- **Given task**: Pull out every line in the entries below that contains the string "seat", and copy each one unchanged.

- **Data lines**:
* START *
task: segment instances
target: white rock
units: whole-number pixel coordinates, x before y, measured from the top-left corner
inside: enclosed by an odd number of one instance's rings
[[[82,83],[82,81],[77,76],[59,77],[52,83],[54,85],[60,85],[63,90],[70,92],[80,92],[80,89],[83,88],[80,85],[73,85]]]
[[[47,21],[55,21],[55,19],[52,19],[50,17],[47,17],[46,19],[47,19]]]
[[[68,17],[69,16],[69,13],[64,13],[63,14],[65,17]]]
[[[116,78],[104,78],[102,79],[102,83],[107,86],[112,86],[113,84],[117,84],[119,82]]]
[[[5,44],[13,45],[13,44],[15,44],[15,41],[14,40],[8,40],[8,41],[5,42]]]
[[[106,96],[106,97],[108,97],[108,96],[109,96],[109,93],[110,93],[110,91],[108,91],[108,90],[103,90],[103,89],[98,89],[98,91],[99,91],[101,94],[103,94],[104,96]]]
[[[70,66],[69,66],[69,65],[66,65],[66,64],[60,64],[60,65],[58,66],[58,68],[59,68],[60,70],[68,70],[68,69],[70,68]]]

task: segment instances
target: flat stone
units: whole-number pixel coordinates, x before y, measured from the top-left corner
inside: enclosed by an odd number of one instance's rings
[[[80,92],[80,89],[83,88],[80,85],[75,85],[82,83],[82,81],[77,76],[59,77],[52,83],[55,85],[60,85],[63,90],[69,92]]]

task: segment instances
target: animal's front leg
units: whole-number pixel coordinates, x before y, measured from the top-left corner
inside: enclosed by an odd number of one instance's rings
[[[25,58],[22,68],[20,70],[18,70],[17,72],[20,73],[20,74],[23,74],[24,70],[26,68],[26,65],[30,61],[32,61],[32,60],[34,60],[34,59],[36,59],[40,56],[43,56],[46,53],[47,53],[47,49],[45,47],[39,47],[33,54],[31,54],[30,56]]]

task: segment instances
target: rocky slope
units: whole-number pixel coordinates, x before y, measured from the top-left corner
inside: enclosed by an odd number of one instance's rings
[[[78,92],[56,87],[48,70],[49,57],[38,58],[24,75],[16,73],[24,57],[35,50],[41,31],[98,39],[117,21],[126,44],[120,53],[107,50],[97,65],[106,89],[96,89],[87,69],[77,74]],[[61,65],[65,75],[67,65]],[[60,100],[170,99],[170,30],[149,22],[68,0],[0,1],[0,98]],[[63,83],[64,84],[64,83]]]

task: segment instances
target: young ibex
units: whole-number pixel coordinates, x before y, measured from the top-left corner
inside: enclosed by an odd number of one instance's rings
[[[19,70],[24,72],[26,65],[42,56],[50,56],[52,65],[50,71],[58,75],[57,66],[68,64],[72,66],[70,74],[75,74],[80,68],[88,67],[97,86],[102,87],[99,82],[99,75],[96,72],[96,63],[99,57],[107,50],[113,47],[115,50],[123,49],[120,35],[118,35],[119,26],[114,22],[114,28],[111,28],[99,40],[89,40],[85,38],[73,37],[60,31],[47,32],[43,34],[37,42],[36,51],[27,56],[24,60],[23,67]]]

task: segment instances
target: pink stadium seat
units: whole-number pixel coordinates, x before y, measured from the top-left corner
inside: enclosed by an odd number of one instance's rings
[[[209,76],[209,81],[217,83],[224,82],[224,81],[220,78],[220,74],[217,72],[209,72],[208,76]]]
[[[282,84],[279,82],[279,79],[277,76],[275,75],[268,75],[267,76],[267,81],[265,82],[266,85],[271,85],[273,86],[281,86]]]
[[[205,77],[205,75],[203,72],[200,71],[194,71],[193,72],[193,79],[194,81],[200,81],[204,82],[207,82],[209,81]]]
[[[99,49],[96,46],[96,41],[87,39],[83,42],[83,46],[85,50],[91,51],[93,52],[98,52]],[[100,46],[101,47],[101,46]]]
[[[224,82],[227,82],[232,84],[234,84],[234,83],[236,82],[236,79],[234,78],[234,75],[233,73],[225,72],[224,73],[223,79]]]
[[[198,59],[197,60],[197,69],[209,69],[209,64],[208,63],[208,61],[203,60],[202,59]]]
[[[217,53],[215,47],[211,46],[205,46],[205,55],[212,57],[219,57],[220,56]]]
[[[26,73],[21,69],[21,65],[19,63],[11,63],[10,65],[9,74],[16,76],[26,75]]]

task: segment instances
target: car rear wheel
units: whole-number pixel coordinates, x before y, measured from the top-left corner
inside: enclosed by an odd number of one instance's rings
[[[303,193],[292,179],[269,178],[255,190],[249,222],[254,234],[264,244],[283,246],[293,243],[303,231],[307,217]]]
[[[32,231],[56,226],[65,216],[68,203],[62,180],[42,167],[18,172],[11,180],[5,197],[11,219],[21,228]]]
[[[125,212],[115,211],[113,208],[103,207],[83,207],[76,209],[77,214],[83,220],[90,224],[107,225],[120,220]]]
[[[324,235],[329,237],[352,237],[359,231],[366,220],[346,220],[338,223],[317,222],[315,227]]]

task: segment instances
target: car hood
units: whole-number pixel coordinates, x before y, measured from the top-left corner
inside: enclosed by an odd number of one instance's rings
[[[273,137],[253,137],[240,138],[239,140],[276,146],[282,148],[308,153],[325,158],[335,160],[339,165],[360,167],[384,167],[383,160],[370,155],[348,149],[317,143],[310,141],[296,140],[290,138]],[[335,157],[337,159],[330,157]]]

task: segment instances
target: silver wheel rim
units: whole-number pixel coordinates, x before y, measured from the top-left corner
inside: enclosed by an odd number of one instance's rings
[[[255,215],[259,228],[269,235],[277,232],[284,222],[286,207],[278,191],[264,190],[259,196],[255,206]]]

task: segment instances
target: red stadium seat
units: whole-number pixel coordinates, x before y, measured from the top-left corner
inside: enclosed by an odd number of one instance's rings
* END *
* START *
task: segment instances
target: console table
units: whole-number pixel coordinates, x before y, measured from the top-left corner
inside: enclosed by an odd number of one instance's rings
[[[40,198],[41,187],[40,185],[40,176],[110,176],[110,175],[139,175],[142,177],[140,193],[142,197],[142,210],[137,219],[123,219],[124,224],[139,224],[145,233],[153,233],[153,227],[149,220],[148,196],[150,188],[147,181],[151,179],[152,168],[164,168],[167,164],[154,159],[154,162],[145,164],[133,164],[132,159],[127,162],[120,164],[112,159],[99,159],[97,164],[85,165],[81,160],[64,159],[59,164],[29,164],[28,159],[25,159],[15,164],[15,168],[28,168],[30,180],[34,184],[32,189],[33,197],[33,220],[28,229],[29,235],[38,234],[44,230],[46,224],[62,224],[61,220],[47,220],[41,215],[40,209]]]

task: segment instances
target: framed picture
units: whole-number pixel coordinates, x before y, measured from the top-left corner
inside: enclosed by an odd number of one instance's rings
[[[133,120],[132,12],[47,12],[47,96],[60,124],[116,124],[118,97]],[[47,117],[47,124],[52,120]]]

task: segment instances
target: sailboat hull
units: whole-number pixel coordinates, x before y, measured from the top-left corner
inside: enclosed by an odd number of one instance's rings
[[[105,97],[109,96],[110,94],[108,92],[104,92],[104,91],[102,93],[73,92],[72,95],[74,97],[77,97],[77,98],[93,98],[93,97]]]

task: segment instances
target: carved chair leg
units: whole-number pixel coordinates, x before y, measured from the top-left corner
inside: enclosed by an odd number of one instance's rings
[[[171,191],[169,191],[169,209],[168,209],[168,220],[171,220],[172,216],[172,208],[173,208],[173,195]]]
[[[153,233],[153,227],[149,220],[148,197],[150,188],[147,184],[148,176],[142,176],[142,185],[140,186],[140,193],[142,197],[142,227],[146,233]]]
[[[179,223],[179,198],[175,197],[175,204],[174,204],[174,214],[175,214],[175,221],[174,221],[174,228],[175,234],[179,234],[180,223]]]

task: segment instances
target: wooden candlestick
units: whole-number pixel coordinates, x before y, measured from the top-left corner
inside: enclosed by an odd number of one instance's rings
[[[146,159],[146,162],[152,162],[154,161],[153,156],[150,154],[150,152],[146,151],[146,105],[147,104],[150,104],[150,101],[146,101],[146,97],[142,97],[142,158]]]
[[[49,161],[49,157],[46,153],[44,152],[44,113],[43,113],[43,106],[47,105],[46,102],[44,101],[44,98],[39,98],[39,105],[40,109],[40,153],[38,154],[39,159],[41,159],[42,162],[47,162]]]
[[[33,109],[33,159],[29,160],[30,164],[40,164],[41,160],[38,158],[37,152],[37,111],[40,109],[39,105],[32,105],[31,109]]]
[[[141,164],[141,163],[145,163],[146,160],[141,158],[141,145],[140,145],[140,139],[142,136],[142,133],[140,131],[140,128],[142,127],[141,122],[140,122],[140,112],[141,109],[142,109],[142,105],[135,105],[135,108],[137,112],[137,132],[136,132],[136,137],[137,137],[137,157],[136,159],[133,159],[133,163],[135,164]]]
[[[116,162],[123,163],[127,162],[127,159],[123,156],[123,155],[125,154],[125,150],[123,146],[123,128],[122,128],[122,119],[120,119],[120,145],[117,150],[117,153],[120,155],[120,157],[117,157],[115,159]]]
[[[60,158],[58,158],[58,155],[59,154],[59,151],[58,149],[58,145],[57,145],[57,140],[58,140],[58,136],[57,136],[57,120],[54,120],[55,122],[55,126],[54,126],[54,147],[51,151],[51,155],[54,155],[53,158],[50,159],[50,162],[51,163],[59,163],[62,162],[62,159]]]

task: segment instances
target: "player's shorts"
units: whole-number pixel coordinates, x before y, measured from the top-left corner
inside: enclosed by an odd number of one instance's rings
* END *
- **Right answer**:
target: pink stadium seat
target: red stadium seat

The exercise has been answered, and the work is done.